→ **WHAT YOU NEED TO DO**: Starting at the line that contains "Highlight white t-shirt." and ending at the line that contains "Highlight woman's ear.", the lines below are to be given again exactly, with nothing added.

→ **SUPPLIED RECORDS**:
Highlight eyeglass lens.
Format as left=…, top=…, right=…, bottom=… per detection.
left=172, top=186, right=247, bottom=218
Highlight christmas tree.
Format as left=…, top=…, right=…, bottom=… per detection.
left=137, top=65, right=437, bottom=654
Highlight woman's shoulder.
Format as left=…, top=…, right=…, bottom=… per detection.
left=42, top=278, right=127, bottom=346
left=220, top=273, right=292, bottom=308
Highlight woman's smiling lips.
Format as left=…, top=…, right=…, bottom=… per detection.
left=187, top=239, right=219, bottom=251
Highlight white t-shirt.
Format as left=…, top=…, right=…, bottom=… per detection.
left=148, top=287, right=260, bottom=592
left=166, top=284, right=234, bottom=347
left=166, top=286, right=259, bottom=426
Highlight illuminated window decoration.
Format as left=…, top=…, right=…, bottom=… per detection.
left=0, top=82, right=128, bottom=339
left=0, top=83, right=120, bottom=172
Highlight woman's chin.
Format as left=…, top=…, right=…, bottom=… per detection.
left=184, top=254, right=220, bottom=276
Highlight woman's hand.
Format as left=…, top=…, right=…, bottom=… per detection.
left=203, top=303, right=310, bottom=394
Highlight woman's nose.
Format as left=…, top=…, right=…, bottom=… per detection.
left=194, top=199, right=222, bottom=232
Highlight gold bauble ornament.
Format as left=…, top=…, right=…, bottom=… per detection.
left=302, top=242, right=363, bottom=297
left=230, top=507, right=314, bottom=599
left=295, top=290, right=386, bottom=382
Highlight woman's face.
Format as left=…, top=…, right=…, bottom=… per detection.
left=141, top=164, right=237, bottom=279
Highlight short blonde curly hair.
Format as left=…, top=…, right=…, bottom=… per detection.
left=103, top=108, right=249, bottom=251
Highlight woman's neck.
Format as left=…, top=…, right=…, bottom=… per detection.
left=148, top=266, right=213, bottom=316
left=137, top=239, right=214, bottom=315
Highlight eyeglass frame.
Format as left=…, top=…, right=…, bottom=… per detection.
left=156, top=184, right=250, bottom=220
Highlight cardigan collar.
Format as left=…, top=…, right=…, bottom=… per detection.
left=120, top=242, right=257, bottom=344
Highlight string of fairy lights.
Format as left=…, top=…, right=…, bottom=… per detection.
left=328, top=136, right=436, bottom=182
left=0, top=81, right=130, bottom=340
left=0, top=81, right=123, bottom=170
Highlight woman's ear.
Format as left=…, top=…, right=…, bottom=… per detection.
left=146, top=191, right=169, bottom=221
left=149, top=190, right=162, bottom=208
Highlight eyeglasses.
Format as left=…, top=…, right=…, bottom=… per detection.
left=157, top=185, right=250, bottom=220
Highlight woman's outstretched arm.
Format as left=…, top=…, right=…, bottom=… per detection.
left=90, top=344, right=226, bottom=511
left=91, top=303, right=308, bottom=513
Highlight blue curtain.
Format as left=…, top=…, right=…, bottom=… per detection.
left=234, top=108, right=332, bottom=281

→ **PROBLEM SOLUTION**:
Highlight white t-shirt.
Format as left=…, top=…, right=…, bottom=… per detection.
left=148, top=287, right=260, bottom=592
left=166, top=284, right=234, bottom=347
left=166, top=286, right=259, bottom=426
Highlight illuminated window decoration.
Format as left=…, top=…, right=…, bottom=… per detection.
left=0, top=82, right=128, bottom=339
left=0, top=83, right=120, bottom=172
Highlight woman's chin.
Format as left=…, top=…, right=…, bottom=… per detection.
left=184, top=254, right=220, bottom=276
Highlight woman's hand.
Format as left=…, top=…, right=…, bottom=… per detection.
left=203, top=303, right=310, bottom=394
Highlight woman's nose.
Format as left=…, top=…, right=…, bottom=… per detection.
left=194, top=199, right=222, bottom=232
Highlight gold bauble ornament.
Format as left=…, top=…, right=…, bottom=… per detection.
left=302, top=242, right=363, bottom=297
left=230, top=507, right=314, bottom=599
left=295, top=290, right=386, bottom=382
Highlight woman's face.
Format as left=…, top=…, right=…, bottom=… per detection.
left=141, top=164, right=237, bottom=279
Highlight short blonde curly hair.
Format as left=…, top=…, right=…, bottom=… per detection.
left=103, top=108, right=249, bottom=251
Highlight woman's neck.
Format as left=…, top=…, right=…, bottom=… per detection.
left=148, top=266, right=213, bottom=316
left=137, top=239, right=214, bottom=315
Highlight eyeglass frame.
Format as left=…, top=…, right=…, bottom=… per detection.
left=156, top=184, right=250, bottom=220
Highlight cardigan collar.
Format as left=…, top=…, right=…, bottom=… per detection.
left=120, top=242, right=257, bottom=344
Highlight string of fairy lights.
Format as left=…, top=…, right=…, bottom=… per detection.
left=328, top=136, right=436, bottom=182
left=0, top=81, right=130, bottom=340
left=0, top=81, right=123, bottom=170
Highlight woman's ear.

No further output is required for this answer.